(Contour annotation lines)

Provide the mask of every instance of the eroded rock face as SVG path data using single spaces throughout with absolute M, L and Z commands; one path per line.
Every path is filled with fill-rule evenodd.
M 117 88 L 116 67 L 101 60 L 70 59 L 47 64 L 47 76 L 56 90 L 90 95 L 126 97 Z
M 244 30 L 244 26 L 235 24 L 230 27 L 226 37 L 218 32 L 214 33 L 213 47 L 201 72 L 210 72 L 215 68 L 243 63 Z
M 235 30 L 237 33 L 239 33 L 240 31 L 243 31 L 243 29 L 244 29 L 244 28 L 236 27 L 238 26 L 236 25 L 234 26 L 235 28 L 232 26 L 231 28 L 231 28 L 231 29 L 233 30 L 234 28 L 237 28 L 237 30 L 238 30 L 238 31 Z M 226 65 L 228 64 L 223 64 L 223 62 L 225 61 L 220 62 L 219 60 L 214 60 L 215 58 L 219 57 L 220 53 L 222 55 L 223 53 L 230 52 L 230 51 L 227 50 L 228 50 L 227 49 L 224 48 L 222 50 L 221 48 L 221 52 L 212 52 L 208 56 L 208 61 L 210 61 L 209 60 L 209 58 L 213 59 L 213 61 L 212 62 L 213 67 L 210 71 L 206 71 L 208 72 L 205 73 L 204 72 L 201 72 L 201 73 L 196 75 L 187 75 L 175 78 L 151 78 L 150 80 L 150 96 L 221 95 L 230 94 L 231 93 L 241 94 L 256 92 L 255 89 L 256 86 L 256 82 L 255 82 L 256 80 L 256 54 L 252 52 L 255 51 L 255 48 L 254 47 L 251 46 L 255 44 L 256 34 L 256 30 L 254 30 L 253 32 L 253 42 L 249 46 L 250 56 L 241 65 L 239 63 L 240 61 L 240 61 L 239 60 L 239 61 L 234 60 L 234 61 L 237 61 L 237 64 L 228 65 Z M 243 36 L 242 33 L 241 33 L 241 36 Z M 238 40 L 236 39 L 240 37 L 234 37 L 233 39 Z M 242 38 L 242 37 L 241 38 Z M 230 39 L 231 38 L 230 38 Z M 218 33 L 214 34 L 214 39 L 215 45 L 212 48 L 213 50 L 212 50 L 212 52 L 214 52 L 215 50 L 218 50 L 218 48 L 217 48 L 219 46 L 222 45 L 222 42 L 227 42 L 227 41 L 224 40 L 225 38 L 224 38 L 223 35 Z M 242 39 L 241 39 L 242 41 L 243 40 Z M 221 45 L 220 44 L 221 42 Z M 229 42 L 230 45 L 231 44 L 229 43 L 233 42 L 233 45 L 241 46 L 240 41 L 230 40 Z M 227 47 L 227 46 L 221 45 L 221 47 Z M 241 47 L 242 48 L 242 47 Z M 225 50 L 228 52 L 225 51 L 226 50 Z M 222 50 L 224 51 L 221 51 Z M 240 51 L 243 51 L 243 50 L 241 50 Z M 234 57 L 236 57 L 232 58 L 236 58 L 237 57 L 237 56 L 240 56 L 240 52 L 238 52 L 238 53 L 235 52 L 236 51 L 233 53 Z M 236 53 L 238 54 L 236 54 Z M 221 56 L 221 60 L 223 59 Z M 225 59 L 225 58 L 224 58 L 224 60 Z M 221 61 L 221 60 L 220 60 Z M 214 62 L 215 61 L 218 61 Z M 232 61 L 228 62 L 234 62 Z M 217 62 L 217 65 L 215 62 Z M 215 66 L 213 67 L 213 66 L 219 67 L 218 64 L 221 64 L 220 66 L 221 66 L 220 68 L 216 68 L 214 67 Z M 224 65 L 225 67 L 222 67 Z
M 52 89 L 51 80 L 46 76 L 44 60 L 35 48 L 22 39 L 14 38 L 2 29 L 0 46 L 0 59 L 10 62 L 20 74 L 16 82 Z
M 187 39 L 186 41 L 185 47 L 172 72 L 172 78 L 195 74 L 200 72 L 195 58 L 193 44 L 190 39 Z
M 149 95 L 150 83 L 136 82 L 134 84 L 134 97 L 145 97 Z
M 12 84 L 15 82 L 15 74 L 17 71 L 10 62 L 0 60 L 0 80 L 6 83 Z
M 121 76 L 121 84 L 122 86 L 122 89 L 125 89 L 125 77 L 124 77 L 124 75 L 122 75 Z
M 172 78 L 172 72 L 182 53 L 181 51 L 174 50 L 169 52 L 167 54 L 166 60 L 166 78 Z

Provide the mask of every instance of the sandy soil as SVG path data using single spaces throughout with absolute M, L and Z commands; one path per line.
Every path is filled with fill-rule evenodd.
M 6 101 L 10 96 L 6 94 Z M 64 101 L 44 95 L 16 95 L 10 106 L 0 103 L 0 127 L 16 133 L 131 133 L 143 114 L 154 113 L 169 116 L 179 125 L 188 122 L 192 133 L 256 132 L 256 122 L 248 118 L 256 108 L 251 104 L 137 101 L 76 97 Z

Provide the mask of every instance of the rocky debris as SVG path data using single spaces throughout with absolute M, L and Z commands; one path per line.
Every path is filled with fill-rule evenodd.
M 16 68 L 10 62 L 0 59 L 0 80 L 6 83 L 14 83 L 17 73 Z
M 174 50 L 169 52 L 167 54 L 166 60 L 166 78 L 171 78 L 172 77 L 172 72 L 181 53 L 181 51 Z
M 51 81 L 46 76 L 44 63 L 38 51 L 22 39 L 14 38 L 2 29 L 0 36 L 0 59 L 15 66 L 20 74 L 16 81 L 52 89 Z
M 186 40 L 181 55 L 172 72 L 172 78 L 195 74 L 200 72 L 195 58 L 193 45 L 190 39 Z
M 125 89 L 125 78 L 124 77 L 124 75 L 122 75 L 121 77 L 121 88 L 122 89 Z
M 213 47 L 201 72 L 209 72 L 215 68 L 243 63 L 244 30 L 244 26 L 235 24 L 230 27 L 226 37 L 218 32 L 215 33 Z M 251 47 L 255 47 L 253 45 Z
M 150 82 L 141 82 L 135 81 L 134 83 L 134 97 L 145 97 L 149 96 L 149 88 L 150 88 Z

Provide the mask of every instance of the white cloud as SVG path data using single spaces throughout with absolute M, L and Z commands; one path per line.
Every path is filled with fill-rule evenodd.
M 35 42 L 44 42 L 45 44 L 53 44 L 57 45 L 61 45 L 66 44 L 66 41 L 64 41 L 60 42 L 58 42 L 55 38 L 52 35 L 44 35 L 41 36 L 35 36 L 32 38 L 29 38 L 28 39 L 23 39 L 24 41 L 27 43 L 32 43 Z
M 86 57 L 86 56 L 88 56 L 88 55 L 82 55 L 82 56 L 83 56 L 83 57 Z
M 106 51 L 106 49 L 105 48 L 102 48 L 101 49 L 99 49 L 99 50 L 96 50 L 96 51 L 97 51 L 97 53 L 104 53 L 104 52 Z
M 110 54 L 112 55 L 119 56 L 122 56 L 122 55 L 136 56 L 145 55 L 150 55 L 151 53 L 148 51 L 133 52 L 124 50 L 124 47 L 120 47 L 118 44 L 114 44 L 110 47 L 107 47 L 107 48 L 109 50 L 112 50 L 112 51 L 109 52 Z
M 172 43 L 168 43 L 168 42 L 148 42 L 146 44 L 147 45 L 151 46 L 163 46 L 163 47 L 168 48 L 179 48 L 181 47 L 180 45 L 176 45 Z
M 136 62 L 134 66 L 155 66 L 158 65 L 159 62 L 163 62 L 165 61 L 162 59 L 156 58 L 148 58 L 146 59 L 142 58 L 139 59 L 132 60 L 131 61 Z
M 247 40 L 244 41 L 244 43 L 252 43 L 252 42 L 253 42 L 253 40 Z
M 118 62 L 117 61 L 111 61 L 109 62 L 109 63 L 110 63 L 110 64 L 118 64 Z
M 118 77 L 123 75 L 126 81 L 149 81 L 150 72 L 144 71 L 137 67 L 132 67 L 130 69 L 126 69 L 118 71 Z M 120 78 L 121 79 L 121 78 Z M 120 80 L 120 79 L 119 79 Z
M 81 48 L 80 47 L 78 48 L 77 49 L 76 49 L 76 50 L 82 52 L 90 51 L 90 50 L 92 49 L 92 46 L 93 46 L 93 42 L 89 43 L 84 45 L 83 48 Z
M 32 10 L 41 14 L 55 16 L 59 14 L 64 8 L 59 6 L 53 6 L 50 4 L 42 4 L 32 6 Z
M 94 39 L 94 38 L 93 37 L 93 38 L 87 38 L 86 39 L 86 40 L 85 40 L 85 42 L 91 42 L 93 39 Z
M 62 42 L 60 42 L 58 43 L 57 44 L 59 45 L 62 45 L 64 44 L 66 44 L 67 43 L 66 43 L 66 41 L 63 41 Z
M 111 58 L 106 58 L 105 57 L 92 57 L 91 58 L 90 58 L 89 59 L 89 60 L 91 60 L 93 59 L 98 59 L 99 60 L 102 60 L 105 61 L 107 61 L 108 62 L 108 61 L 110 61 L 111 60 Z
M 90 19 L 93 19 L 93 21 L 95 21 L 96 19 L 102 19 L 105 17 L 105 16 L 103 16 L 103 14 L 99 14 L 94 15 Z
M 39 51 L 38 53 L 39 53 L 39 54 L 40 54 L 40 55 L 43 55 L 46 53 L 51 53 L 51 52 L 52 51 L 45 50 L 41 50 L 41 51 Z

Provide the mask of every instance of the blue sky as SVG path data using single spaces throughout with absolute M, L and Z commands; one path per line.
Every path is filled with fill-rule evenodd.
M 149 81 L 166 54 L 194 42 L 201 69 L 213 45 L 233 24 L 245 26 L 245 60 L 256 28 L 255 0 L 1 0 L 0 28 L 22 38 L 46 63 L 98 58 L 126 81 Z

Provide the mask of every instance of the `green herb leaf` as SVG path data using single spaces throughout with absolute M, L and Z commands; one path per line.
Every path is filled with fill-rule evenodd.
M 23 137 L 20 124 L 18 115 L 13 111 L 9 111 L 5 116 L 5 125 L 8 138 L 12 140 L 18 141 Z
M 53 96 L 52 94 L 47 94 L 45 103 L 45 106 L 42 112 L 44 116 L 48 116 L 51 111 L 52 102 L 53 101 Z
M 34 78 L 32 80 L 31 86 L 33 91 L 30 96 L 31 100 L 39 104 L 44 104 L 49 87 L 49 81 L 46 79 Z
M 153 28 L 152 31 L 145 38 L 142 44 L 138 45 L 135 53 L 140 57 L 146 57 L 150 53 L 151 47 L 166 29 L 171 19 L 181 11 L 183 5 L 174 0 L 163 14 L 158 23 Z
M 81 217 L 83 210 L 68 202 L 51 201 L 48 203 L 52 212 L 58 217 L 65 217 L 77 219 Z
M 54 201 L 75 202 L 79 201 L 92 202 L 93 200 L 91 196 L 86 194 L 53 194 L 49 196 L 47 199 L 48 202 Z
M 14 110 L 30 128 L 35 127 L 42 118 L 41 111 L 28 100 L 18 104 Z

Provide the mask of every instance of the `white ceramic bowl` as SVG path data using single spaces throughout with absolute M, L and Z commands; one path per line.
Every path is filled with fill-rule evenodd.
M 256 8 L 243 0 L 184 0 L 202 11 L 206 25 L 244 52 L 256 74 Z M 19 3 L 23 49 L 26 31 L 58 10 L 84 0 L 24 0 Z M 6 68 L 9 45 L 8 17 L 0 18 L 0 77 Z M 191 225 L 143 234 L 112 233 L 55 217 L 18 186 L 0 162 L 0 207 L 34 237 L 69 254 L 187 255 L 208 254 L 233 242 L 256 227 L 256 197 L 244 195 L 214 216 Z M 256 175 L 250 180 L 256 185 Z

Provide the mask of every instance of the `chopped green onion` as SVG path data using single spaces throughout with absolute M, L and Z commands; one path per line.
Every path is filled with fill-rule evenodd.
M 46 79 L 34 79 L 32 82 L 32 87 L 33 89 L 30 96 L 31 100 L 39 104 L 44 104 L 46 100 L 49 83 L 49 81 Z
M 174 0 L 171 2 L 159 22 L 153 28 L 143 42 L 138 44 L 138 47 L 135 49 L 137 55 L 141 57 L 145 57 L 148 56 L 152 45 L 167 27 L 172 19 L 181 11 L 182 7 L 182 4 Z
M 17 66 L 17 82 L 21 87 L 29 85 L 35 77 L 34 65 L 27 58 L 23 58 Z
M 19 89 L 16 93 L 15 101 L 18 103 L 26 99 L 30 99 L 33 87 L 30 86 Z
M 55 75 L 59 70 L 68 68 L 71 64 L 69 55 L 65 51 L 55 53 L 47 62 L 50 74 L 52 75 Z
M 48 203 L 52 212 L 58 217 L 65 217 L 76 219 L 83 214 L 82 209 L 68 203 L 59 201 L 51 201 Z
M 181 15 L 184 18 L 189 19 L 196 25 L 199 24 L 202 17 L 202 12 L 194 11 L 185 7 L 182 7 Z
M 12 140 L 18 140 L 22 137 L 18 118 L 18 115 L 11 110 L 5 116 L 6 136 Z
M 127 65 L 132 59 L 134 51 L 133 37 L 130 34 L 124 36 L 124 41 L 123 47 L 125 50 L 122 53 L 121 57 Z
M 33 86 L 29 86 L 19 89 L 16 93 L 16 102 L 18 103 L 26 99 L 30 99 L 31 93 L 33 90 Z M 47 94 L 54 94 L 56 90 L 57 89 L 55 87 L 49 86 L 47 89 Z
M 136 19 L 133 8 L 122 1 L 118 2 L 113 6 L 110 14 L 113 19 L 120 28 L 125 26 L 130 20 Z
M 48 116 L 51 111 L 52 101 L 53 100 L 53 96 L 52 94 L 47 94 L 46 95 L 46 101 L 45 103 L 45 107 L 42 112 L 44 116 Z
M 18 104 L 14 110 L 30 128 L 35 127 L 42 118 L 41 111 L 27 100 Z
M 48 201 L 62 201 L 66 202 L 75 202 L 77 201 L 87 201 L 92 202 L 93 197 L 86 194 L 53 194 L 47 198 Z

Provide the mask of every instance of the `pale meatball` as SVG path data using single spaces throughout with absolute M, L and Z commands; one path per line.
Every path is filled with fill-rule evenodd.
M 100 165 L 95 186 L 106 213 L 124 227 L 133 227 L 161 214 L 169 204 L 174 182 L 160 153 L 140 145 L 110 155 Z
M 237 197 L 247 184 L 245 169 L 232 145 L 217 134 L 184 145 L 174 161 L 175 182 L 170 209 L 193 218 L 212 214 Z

## Aim of the task
Copy these lines word for word, from the line containing "Provide the mask of every instance of the white" up to and including the line containing "M 110 54 L 112".

## Answer below
Provide the mask of every instance of the white cloud as SVG path data using single spaces throughout with absolute M, L and Z commands; one path per line.
Every path is filled with fill-rule evenodd.
M 35 42 L 44 42 L 45 44 L 53 44 L 57 45 L 61 45 L 66 44 L 66 41 L 64 41 L 60 42 L 58 42 L 55 38 L 52 35 L 44 35 L 41 36 L 35 36 L 32 38 L 29 38 L 28 39 L 23 39 L 24 41 L 27 43 L 32 43 Z
M 86 57 L 86 56 L 88 56 L 88 55 L 82 55 L 82 56 L 83 56 L 83 57 Z
M 106 51 L 106 49 L 105 48 L 102 48 L 101 49 L 99 49 L 99 50 L 96 50 L 96 51 L 97 51 L 97 53 L 104 53 L 104 52 Z
M 110 54 L 112 55 L 119 56 L 122 56 L 122 55 L 136 56 L 145 55 L 150 55 L 151 53 L 148 51 L 133 52 L 124 50 L 124 47 L 120 47 L 118 44 L 114 44 L 110 47 L 107 47 L 107 48 L 109 50 L 112 50 L 112 51 L 109 52 Z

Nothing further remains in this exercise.